What you need to do — Could you render every line of the records below as a JSON list of strings, one string per line, with blank lines left out?

'''

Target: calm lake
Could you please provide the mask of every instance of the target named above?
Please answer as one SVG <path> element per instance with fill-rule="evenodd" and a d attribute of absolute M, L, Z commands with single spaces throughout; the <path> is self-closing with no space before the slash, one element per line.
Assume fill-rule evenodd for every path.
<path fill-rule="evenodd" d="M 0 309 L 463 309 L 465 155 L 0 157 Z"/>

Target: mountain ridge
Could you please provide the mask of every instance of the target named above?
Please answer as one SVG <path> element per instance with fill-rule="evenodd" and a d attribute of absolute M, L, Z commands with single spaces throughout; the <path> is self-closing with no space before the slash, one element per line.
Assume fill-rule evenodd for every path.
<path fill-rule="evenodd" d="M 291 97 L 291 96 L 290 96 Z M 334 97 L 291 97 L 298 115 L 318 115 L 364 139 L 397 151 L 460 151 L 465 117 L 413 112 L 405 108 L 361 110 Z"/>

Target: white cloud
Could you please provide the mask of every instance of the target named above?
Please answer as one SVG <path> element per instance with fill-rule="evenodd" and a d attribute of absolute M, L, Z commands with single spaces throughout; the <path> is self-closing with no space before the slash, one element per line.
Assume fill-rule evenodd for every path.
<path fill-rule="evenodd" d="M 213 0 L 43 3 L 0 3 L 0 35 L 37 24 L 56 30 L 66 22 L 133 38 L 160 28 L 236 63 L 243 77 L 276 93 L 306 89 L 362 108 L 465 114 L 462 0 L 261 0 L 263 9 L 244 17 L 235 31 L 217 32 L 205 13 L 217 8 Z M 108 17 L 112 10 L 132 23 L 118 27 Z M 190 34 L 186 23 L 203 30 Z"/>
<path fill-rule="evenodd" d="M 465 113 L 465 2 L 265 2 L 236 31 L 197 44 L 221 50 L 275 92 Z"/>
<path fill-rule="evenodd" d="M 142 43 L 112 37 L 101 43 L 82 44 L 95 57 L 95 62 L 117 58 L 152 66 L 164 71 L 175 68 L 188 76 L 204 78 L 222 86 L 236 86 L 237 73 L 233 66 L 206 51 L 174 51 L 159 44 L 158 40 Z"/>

'''

Exercise result —
[
  "Target: calm lake",
  "Could you please provide the mask of every instance of the target named above?",
  "Please answer as one SVG <path> element per instance with fill-rule=\"evenodd\" and a d attribute of absolute M, L, Z commands with single spaces throughout; the <path> is self-closing with no space before the slash, one element per line.",
  "Assume fill-rule evenodd for every path.",
  "<path fill-rule=\"evenodd\" d=\"M 0 309 L 463 309 L 465 155 L 0 157 Z\"/>",
  "Target: mountain ridge",
  "Could you please provide the mask of every instance of the target named above?",
  "Please answer as one SVG <path> element per instance with fill-rule=\"evenodd\" and a d attribute of absolute M, L, Z commands with single spaces throughout; the <path> is self-closing with no space before the slash, one element per line.",
  "Assume fill-rule evenodd for every path.",
  "<path fill-rule=\"evenodd\" d=\"M 291 97 L 291 96 L 290 96 Z M 334 97 L 291 97 L 298 115 L 318 115 L 364 139 L 397 151 L 460 151 L 465 117 L 413 112 L 405 108 L 361 110 Z\"/>",
  "Target: white cloud",
  "Could you please provide the mask of every instance of the target named above?",
  "Please answer as one SVG <path> element per instance with fill-rule=\"evenodd\" and a d attribute of absolute M, L, Z commands with single spaces throughout; the <path> is self-closing with no space before the slash, one element per line.",
  "Assume fill-rule evenodd for every path.",
  "<path fill-rule=\"evenodd\" d=\"M 213 0 L 43 3 L 0 3 L 0 35 L 37 24 L 56 30 L 66 22 L 133 38 L 160 28 L 236 63 L 243 77 L 276 93 L 306 89 L 362 108 L 465 114 L 462 0 L 261 0 L 263 9 L 244 17 L 235 31 L 217 32 L 205 13 L 217 8 Z M 108 17 L 112 10 L 132 23 L 118 27 Z M 190 34 L 186 23 L 203 30 Z\"/>",
  "<path fill-rule=\"evenodd\" d=\"M 465 113 L 465 2 L 265 2 L 236 31 L 197 44 L 221 50 L 275 92 Z\"/>",
  "<path fill-rule=\"evenodd\" d=\"M 142 43 L 112 37 L 101 43 L 82 44 L 95 57 L 95 62 L 117 58 L 152 66 L 164 71 L 175 68 L 188 76 L 204 78 L 222 86 L 236 86 L 237 73 L 233 66 L 206 51 L 174 51 L 159 44 L 158 40 Z\"/>"
]